Records
━━━━━━━━━━━━━━━━

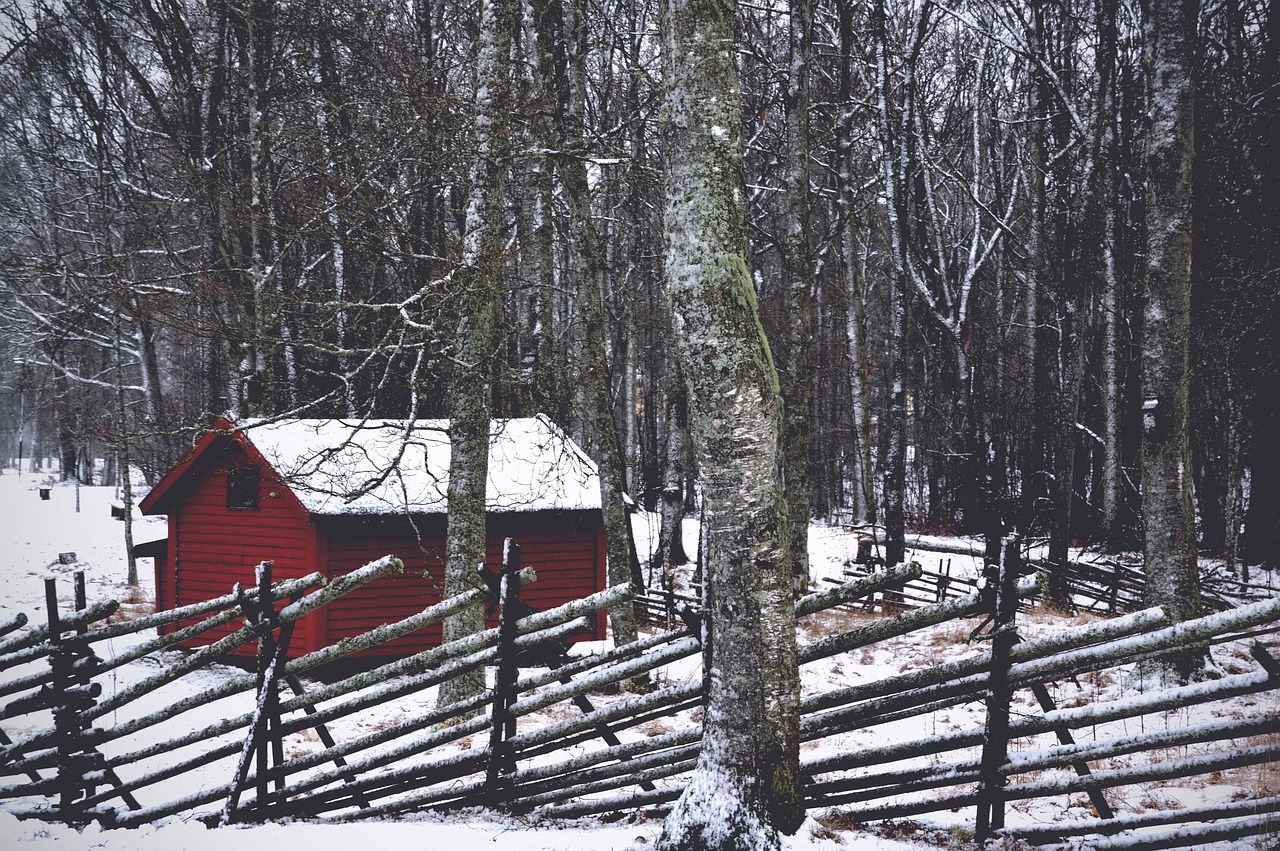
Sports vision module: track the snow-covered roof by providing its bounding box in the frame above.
[237,416,600,516]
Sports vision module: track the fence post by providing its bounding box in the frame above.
[974,535,1021,842]
[224,561,293,824]
[44,572,106,824]
[485,537,522,805]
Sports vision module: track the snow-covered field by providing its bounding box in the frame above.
[0,470,1277,851]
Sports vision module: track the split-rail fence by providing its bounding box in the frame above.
[0,539,1280,848]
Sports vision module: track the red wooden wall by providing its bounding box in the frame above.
[317,512,604,655]
[165,441,321,648]
[156,440,605,656]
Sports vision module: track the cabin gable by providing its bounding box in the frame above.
[142,418,605,656]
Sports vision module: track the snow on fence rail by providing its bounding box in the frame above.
[0,541,1280,847]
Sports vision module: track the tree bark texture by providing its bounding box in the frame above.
[1142,0,1204,678]
[439,0,518,706]
[658,0,804,851]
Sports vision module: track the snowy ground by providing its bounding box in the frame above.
[0,470,1275,851]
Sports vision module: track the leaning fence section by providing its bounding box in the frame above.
[0,539,1280,847]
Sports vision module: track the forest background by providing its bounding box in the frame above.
[0,0,1280,583]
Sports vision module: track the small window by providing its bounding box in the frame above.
[227,470,261,511]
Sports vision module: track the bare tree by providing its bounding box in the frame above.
[1142,0,1206,681]
[439,0,520,705]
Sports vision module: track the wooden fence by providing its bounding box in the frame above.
[0,540,1280,847]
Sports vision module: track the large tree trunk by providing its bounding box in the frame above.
[872,0,911,567]
[658,0,804,851]
[438,0,520,705]
[1142,0,1206,680]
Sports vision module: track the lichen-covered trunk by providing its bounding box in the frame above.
[778,0,814,595]
[1142,0,1204,680]
[658,0,804,851]
[535,0,640,645]
[438,0,520,706]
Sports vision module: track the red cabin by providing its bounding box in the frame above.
[140,416,605,655]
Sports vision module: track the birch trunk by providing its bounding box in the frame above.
[658,0,804,851]
[778,0,814,595]
[438,0,520,706]
[1142,0,1206,681]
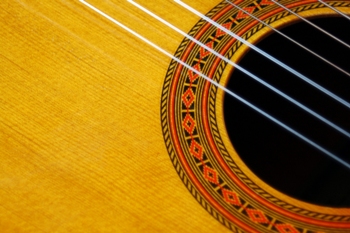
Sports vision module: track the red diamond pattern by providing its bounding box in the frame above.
[190,140,203,160]
[188,64,201,82]
[236,6,255,19]
[216,22,232,37]
[222,189,242,206]
[275,224,299,233]
[260,0,274,6]
[247,209,269,223]
[199,41,214,58]
[182,114,196,134]
[204,166,219,184]
[181,88,195,108]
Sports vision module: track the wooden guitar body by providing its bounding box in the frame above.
[0,0,350,233]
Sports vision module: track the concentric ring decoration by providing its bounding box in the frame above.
[161,0,350,233]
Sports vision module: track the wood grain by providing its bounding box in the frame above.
[0,0,228,232]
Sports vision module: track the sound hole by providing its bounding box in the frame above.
[224,18,350,207]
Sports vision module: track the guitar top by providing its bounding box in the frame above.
[0,0,350,233]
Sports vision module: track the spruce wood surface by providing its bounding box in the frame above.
[0,0,350,232]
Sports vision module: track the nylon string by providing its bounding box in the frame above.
[79,0,350,169]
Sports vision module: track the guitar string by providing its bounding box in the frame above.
[79,0,350,169]
[173,0,350,108]
[127,0,350,138]
[226,0,350,77]
[318,0,350,20]
[271,0,350,49]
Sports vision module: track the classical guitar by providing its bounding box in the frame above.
[0,0,350,233]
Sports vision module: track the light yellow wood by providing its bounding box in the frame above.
[0,0,350,232]
[0,0,228,233]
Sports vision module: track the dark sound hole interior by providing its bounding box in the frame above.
[224,18,350,207]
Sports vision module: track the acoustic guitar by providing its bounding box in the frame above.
[0,0,350,233]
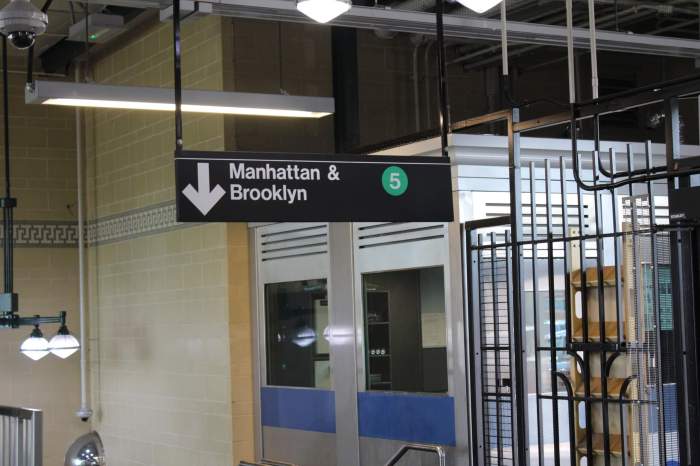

━━━━━━━━━━━━━━━━

- [PROBLEM DESCRIPTION]:
Format the records above as a Markdown table with two columns, Row and Line, giving each line its row number and skipping blank lines. Leave the pictures out.

- [CORRECT RESULT]:
| Row | Line |
|---|---|
| 1 | Sports vision module: track the snow-covered roof by providing its bounding box in the frame above. |
| 2 | [237,416,600,516] |
| 3 | Sports vision module: track the fence post by providing its bounding box in the frame above. |
| 4 | [974,535,1021,842] |
| 5 | [224,561,293,824] |
| 6 | [44,572,106,824] |
| 7 | [485,537,522,805] |
| 8 | Sports vision module: track the snow-covered field by providing its bounding box in the frame above. |
| 9 | [0,470,1277,851] |
| 10 | Sports vision module: track the split-rail fence by providing its bounding box in the frame above. |
| 11 | [0,539,1280,848] |
| 12 | Sports vision module: track the red wooden wall by providing its bounding box in the frame above. |
| 13 | [317,512,604,655] |
| 14 | [165,441,321,648] |
| 15 | [156,440,605,656] |
| 16 | Sports vision module: track the cabin gable by providing its bounding box in the frame above. |
| 17 | [142,418,605,656] |
| 18 | Sports vision module: track the snow on fence rail by providing its bounding box in the frame above. |
| 19 | [0,541,1280,847] |
| 20 | Sports vision module: track the tree bark texture by providing its bounding box in the frame above. |
| 21 | [1142,0,1204,678] |
| 22 | [439,0,518,706] |
| 23 | [658,0,804,851] |
| 24 | Sports vision module: track the snowy ground by providing its bounding box in the frame above. |
| 25 | [0,470,1275,851] |
| 26 | Sports vision module: track the leaning fence section by providing its bounding box in the frame above. |
| 27 | [0,539,1280,847] |
| 28 | Sports vision module: track the forest background by providing its bounding box in the frame above. |
| 29 | [0,0,1280,583] |
| 30 | Sports vision module: track the small window by providing its bounding box in the frame above. |
| 31 | [227,470,261,511] |
| 32 | Sports vision module: track the bare tree by providing its bounding box in the frame above. |
| 33 | [1142,0,1206,681] |
| 34 | [439,0,520,705] |
| 35 | Sports vision module: track the wooden fence by providing its bounding box in the frame above. |
| 36 | [0,540,1280,847] |
| 37 | Sports vision module: track the large tree trunk by providing its bounding box in the frame above. |
| 38 | [872,0,911,567] |
| 39 | [658,0,804,851] |
| 40 | [438,0,520,705] |
| 41 | [1142,0,1206,680] |
| 42 | Sports vision module: track the lichen-covered trunk by providing its bounding box in the frame above. |
| 43 | [778,0,814,595] |
| 44 | [1142,0,1204,680] |
| 45 | [658,0,804,851] |
| 46 | [535,0,640,645] |
| 47 | [438,0,520,706] |
| 48 | Sports vision module: track the red cabin by providing its bounding box in the frame above. |
| 49 | [140,416,605,655] |
| 50 | Sports vision module: track the birch trunk by providing its bounding box in the frame above. |
| 51 | [658,0,804,851] |
| 52 | [778,0,814,595] |
| 53 | [438,0,520,706] |
| 54 | [1142,0,1206,681] |
| 55 | Sports vision module: track the red diamond pattern by providing its bounding box in the frame above. |
| 56 | [190,140,203,160] |
| 57 | [188,64,201,82] |
| 58 | [236,6,255,19] |
| 59 | [216,22,232,37] |
| 60 | [222,189,242,206] |
| 61 | [275,224,299,233] |
| 62 | [260,0,274,6] |
| 63 | [247,209,269,223] |
| 64 | [199,41,214,58] |
| 65 | [182,114,196,134] |
| 66 | [204,166,219,184] |
| 67 | [181,88,195,108] |
| 68 | Sports vision module: track the wooden guitar body by providing its bounding box in the frame above. |
| 69 | [0,0,350,233] |
| 70 | Sports vision module: track the concentric ring decoration by providing its bounding box in the frame above. |
| 71 | [161,0,350,233] |
| 72 | Sports vision module: track the wood grain by providing its bounding box in the frame above. |
| 73 | [0,0,228,232] |
| 74 | Sports vision module: track the sound hole by providing its bounding box in the frame above. |
| 75 | [224,18,350,207] |
| 76 | Sports vision module: track the guitar top by providing its bounding box in the frame above. |
| 77 | [0,0,350,233] |
| 78 | Sports vision module: track the spruce wood surface by providing its bounding box in the frame above. |
| 79 | [0,0,350,232] |
| 80 | Sports vision module: track the nylon string by providing its bounding box in the frame above. |
| 81 | [79,0,350,169] |
| 82 | Sports vision module: track the guitar string by providing its bounding box in the frame above. |
| 83 | [79,0,350,169] |
| 84 | [173,0,350,108] |
| 85 | [127,0,350,138] |
| 86 | [226,0,350,77] |
| 87 | [318,0,350,20] |
| 88 | [271,0,350,49] |
| 89 | Sports vision module: track the classical guitar by providing its bounding box in the frame above. |
| 90 | [0,0,350,233] |
| 91 | Sports vision module: track the light yellow wood by providing its bounding box in the frame above. |
| 92 | [0,0,350,232] |
| 93 | [0,0,228,233] |
| 94 | Sports vision module: track the dark sound hole interior by providing its bounding box in the frame above. |
| 95 | [224,18,350,207] |
| 96 | Sports vision module: track the acoustic guitar by providing its bounding box in the frame above. |
| 97 | [0,0,350,233] |